Saved entries

+ + + +

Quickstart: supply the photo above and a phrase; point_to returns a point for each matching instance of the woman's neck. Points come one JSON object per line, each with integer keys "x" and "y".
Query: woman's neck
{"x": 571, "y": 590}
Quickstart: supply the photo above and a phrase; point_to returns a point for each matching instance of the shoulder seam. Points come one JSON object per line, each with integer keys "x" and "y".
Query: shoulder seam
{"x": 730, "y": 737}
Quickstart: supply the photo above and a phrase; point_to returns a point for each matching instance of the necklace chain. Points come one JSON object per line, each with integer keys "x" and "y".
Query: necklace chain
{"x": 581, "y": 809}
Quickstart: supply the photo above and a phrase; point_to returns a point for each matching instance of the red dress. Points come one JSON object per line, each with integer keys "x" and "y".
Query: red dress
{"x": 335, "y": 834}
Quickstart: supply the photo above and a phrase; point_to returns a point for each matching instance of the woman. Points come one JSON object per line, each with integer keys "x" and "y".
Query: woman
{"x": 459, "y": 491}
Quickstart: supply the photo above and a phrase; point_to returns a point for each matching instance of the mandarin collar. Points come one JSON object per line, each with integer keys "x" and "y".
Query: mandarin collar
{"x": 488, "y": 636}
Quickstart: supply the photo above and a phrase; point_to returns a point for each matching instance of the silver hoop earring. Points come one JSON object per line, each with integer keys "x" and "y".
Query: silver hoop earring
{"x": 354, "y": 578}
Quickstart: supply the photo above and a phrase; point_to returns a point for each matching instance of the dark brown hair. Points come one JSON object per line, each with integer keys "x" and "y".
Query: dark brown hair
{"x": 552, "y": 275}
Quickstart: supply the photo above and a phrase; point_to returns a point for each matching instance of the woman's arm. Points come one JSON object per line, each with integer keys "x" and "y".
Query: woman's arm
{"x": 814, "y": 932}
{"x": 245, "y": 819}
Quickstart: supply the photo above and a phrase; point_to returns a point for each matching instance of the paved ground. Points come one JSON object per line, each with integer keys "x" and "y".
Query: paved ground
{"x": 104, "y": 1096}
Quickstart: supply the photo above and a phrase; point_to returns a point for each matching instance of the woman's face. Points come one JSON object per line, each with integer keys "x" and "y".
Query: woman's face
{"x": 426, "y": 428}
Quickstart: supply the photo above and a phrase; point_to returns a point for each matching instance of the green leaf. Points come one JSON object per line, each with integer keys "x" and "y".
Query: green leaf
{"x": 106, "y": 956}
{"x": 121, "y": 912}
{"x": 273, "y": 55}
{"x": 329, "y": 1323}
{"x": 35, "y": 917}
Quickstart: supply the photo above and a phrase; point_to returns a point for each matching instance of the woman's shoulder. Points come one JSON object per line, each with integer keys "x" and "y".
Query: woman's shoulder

+ + + +

### YOUR OBJECTIVE
The task requires an exact transcription of all the data.

### RESPONSE TO THE TASK
Quickstart: supply the photo above and a phrase; point_to returns a point for each matching instance of the woman's neck. Points come one JSON object per line, each with integer keys "x" and "y".
Query: woman's neck
{"x": 571, "y": 590}
Quickstart: supply the photo above and a phrase; point_to returns a point for each matching instance of the shoulder seam. Points come one JSON object per line, each with integer keys "x" and "y".
Query: shoulder seam
{"x": 730, "y": 737}
Quickstart: supply the photo above and a phrase; point_to returns a point for each matching instance of the necklace chain. Points come one JSON object per line, each with integer keys "x" and "y".
Query: necklace chain
{"x": 581, "y": 809}
Quickstart: supply the photo above and a phrase; point_to returns a point for each matching instance of the red dress. Points come one JSON object per line, each with integer keys "x" and "y".
Query: red dress
{"x": 335, "y": 834}
Quickstart: supply the photo above and a phrase; point_to returns a point for each matching instance of the woman. Points come one JSON object per line, each with integer keys "x" and "y".
Query: woman
{"x": 459, "y": 491}
Quickstart: supply the photo above and a phrase; point_to returns a point for each matching instance of the mandarin collar. Points come one JSON object per line, each with integer keys "x" and "y".
Query: mandarin collar
{"x": 488, "y": 636}
Quickstart: supply the photo above and a phrase; point_to returns a point for each matching instance of the silver hoop earring. Points come one JSON object per line, each with integer keys "x" and "y".
Query: silver hoop earring
{"x": 354, "y": 578}
Quickstart: supply the photo above and a phrase; point_to returns a point for each matching instance of the dark brown hair. Points come one JSON object per line, each with integer keys "x" and "y".
Query: dark brown hair
{"x": 552, "y": 275}
Quickstart: supply the photo above and a phrase; point_to returns a point for each matching instance of the woman's arm. Points come one JSON object per line, each with integer keys "x" and "y".
Query: woman's arm
{"x": 814, "y": 932}
{"x": 245, "y": 819}
Quickstart: supply the photo above and a phrase; point_to returns a point for each matching instance of the paved ground. Points come one JSON object per line, each with integer keys "x" and "y".
Query: paved ground
{"x": 104, "y": 1096}
Quickstart: supply the photo above and a phrase; point_to returns a point for each matching instance of the woman's face. Points come one JSON object per line, each with integer keys "x" and "y".
Query: woman's face
{"x": 426, "y": 428}
Quickstart: supply the photo above and a phrase; point_to returns a point for each matching instance of the green leaf. Points come one JSON object per line, each with integer keys "x" and "y".
Query: green leaf
{"x": 106, "y": 956}
{"x": 121, "y": 912}
{"x": 273, "y": 55}
{"x": 329, "y": 1323}
{"x": 35, "y": 917}
Quickstart: supply the photo above and a phrase; point_to returns a point for each matching instance of the woman's shoulder. Points come one JSON object per line, each with integer keys "x" and "y".
Query: woman's shoulder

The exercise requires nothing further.